**WHAT IS REQUIRED:** Reproduce every line of the records below verbatim, without altering any character.

**MATERIAL:**
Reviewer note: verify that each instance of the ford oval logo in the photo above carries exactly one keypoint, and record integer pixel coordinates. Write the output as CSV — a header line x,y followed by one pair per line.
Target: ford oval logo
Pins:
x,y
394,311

**THE OUTPUT:**
Reviewer note: verify that each instance of the ford oval logo in the photo above carries exactly one keypoint, and record integer pixel coordinates. Write the output as CSV — a header line x,y followed by one pair per line.
Target: ford oval logo
Pins:
x,y
394,311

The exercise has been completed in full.